Referring expression data
-- Opening Marker --
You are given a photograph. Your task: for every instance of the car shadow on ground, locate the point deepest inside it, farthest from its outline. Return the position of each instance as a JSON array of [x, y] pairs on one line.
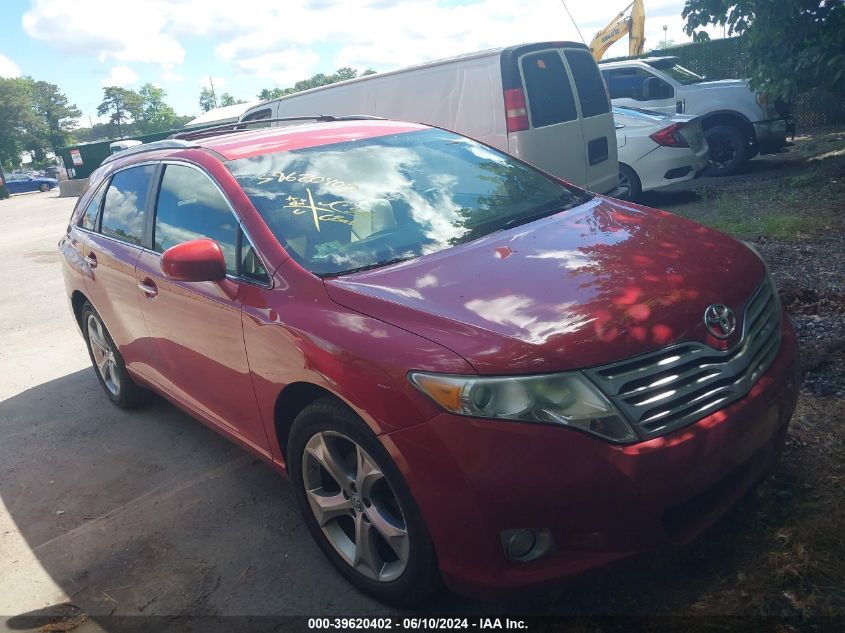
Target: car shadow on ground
[[150, 513]]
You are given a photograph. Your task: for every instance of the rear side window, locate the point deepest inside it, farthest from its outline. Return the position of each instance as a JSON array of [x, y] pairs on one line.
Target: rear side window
[[190, 207], [88, 221], [126, 197], [549, 92], [591, 91]]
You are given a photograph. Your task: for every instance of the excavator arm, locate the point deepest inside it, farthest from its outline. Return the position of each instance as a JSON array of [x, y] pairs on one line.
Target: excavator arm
[[633, 26]]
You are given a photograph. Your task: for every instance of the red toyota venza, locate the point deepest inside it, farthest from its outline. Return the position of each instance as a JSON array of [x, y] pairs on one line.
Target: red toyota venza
[[471, 371]]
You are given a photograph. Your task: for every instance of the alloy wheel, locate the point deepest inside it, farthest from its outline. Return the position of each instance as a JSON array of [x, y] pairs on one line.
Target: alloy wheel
[[355, 506], [104, 356]]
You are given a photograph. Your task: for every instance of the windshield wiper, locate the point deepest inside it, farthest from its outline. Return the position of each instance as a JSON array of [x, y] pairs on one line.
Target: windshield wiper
[[544, 211], [378, 264]]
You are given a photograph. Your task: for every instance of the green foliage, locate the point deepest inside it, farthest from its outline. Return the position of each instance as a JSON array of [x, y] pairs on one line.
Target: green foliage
[[208, 100], [320, 79], [34, 117], [123, 106], [792, 45], [155, 115]]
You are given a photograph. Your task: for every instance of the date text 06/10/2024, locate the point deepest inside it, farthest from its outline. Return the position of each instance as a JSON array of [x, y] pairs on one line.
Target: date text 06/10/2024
[[417, 624]]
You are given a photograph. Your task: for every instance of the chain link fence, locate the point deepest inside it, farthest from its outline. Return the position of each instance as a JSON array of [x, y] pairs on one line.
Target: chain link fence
-- Closing Marker --
WHAT NEEDS TO BE DONE ▸
Leave out the images and copy all remaining data word for word.

TASK ANSWER ▸
You are given a photograph. Your task: for every instance of the car shadow on ground, locate the point deepest inside it, farthest from its outline. Return the position of each instance as a JSON array of [x, y] pairs on one line.
Target: car shadow on ground
[[150, 513]]
You are given a photograph. Your task: for every instance of the rear side window, locate the point deepest inside it, farthest from its outline. Return the position of each instance as a JSON array of [x, y] pairs on one line.
Target: rear side window
[[190, 207], [88, 221], [126, 197], [549, 92], [591, 91]]
You are given a photograph. Your task: for every instance of the excavator arm, locate the point deepest inside it, farthest from its outline. Return the position of each instance as a JSON array of [x, y] pairs on one line.
Target: excavator arm
[[633, 26]]
You are given a photograph. Your task: for every instance of the red toyota venza, locate the point deepest inside it, farthest from its outline. Return the position of each instance as a JSON array of [x, y] pairs on one line.
Target: red toyota venza
[[471, 371]]
You are given a photograph. Your task: for every instance of the alloy wheel, locate the point deepest inside it, farthest from its outline. Return the position of each instance as a JSON array of [x, y] pairs on one line.
Target: alloy wheel
[[355, 506], [104, 356]]
You are given a photograph. Your task: for every instance of the windshield wiper, locate the point deepest inside it, farthest from its outline. Return the position of each instance as a JSON array of [x, y] pairs on one line.
Target: windshield wiper
[[544, 211], [378, 264]]
You are given a photograph. Your task: for every instance of the green foliage, locate the point deepest inside it, farthest from its outline. Return the position of each instance as a JSON array of [x, y] pairs on one line.
Target: green foliage
[[208, 100], [320, 79], [34, 117], [123, 106], [792, 45], [155, 115]]
You are given a photograph. Your task: for every instance of the date text 06/10/2024, locate the point deepest inside it, farthest from its outline. Return the position of each instance as a JSON array of [x, y] pairs on one line.
Target: date text 06/10/2024
[[417, 624]]
You are given a photograph. Your task: for every instance of the chain link fence, locate the point deepest inside it, farthest from its outline. Return the position of each instance as a JSON array of [x, y] pairs on one line.
Target: chain link fence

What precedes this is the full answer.